In the notice of application below, on what date was the application amended?

** start of Text extract **

Daily Rules, Proposed Rules, and Notices of the Federal Government


[Investment Company Act Release No. 29064; 812-13712]

Strategic Funds, Inc., et al.; Notice of Application

AGENCY: Securities and Exchange Commission ("Commission").
ACTION: Summary of Application:Applicants request an order that would permit them to enter into and materially amend subadvisory agreements without shareholder approval and would grant relief from certain disclosure requirements.

Applicants:Strategic Funds, Inc. (the "Company") and The Dreyfus Corporation (the "Adviser").

Filing Dates:The application was filed on November 2, 2009, and amended on November 24, 2009.

** end of Text extract **
** start of Material provided **

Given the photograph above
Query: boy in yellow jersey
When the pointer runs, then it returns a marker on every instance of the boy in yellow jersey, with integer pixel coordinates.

** end of Material provided **

### Answer below
November 24, 2009